Problem to solve.
When you reach the line containing "Target: window with shutter" in the data below, begin returning lines exactly as written, and stop once the line containing "Target: white wall" has been returned.

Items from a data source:
########################################

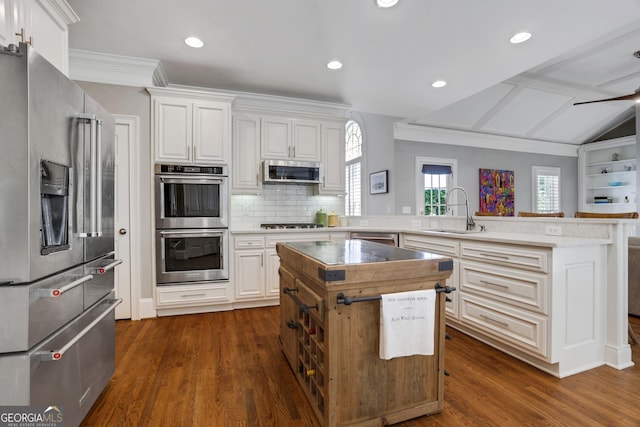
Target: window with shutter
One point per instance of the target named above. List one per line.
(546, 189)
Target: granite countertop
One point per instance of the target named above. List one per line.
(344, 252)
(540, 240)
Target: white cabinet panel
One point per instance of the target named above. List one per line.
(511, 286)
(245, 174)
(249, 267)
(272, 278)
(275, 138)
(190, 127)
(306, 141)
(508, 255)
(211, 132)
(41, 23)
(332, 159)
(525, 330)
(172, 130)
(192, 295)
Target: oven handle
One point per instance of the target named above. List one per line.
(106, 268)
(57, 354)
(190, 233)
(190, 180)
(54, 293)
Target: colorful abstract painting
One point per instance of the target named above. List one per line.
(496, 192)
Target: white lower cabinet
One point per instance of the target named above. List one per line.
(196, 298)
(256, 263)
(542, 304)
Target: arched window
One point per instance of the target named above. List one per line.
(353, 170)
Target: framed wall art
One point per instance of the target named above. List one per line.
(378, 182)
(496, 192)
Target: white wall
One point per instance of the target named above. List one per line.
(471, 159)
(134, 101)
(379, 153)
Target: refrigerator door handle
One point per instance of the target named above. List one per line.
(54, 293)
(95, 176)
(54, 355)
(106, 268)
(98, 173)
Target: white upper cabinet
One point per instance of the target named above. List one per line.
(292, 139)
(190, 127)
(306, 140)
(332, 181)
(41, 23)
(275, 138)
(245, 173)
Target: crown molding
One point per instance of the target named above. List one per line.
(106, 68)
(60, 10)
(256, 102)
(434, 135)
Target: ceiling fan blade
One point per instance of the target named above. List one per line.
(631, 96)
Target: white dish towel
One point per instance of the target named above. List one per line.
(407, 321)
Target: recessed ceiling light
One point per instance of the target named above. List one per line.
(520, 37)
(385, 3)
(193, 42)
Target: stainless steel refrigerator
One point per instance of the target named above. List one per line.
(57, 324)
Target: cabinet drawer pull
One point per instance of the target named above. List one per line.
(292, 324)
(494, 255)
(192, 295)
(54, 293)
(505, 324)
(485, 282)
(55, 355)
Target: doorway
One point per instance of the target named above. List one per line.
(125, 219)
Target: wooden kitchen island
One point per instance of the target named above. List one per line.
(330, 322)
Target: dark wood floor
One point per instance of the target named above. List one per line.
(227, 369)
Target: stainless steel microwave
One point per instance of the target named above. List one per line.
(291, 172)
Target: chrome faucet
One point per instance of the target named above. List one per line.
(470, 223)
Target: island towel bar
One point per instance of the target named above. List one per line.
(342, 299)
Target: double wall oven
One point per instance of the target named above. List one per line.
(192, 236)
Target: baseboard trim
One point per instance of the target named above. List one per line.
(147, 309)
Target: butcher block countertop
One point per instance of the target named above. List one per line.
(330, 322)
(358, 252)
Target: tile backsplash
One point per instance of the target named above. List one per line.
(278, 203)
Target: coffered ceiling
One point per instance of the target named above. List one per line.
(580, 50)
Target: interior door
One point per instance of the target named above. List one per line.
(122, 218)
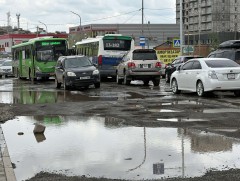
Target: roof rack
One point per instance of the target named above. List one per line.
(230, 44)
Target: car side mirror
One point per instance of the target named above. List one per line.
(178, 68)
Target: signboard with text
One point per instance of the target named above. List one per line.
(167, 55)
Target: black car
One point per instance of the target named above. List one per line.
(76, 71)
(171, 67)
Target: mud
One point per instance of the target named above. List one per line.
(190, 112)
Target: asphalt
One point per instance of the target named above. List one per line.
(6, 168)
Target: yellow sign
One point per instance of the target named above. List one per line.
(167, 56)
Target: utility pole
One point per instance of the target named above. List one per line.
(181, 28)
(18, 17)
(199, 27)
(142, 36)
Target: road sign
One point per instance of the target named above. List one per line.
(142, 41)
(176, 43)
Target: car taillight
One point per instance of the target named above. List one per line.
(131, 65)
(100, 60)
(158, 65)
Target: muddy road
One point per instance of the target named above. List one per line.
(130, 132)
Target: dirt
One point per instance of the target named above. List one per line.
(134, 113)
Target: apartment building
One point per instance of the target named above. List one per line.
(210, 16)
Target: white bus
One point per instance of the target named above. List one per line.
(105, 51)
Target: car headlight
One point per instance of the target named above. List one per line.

########################################

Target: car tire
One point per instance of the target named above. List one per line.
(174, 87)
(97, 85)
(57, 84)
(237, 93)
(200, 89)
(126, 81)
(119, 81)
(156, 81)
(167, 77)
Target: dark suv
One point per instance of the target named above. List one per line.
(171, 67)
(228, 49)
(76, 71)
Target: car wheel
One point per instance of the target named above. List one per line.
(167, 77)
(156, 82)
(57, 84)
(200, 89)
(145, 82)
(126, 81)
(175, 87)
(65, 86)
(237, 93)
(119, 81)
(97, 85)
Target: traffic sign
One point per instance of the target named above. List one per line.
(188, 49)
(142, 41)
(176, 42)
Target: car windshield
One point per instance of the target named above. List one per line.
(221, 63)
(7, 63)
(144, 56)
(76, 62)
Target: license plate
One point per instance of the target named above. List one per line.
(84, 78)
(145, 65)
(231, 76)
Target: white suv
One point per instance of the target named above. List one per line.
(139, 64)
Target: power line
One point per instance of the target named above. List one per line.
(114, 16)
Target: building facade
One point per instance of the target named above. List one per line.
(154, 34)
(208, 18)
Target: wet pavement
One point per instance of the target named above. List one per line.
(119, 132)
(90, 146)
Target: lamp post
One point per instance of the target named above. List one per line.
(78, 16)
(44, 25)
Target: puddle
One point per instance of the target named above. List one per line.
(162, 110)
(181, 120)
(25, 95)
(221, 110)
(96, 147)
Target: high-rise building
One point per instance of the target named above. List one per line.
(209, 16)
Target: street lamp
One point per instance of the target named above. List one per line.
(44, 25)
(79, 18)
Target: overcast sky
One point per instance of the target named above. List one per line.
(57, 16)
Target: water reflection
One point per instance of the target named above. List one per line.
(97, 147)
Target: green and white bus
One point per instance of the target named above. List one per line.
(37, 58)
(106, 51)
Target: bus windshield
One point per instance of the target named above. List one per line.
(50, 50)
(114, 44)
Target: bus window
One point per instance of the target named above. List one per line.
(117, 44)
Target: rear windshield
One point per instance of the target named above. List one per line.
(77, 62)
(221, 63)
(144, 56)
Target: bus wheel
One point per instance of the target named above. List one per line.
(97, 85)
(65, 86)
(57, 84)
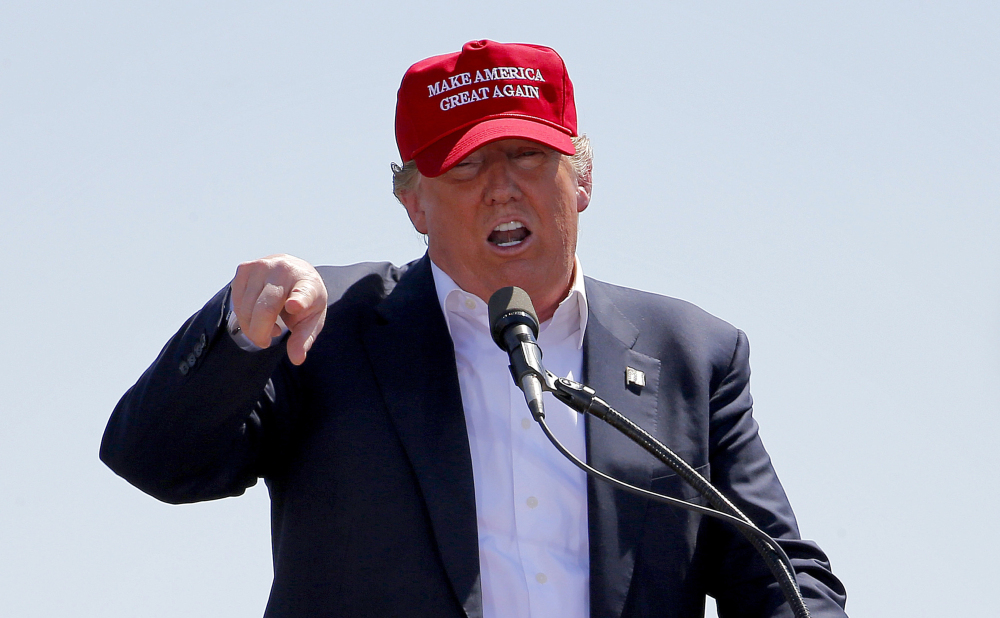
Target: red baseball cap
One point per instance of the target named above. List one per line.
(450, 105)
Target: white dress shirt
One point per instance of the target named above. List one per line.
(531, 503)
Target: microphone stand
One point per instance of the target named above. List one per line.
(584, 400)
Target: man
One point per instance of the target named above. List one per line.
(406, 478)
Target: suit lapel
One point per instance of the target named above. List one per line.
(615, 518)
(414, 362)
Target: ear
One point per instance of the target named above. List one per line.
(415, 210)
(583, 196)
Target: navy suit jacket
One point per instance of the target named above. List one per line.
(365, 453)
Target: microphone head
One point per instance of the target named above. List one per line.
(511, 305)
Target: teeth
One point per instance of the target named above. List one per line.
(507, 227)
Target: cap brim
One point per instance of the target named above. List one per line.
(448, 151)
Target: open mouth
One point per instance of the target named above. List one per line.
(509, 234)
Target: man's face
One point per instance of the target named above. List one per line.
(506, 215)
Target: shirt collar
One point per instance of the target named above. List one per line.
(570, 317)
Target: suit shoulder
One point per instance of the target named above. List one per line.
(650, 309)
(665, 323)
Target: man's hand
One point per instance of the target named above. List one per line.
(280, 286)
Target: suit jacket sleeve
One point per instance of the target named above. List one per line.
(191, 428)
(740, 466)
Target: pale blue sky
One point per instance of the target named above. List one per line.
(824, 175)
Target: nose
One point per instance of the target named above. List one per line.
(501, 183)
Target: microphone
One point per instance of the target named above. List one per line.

########################################

Final answer.
Target: window with shutter
One point per instance of the target named above. List one per line.
(546, 189)
Target: granite countertop
One point per instance of the target named above. List one per line.
(344, 252)
(540, 240)
Target: white cabinet panel
One point per instance of the target named above. List one per line.
(511, 286)
(245, 174)
(249, 267)
(272, 278)
(275, 138)
(190, 127)
(306, 141)
(508, 255)
(211, 132)
(41, 23)
(332, 159)
(525, 330)
(172, 130)
(192, 295)
Target: oven handle
One point per instance of the target named above. List one per line.
(106, 268)
(57, 354)
(190, 233)
(190, 180)
(54, 293)
Target: colorful abstract painting
One point per instance of the target named above. List one per line.
(496, 192)
Target: white lower cabinet
One point per instance of the target named above. List one per line.
(196, 298)
(256, 263)
(542, 304)
Target: arched window
One point per instance of the target named above. List one per line.
(353, 170)
Target: framed wall art
One point per instance of the target named above. List one per line.
(378, 182)
(496, 192)
Target: white wall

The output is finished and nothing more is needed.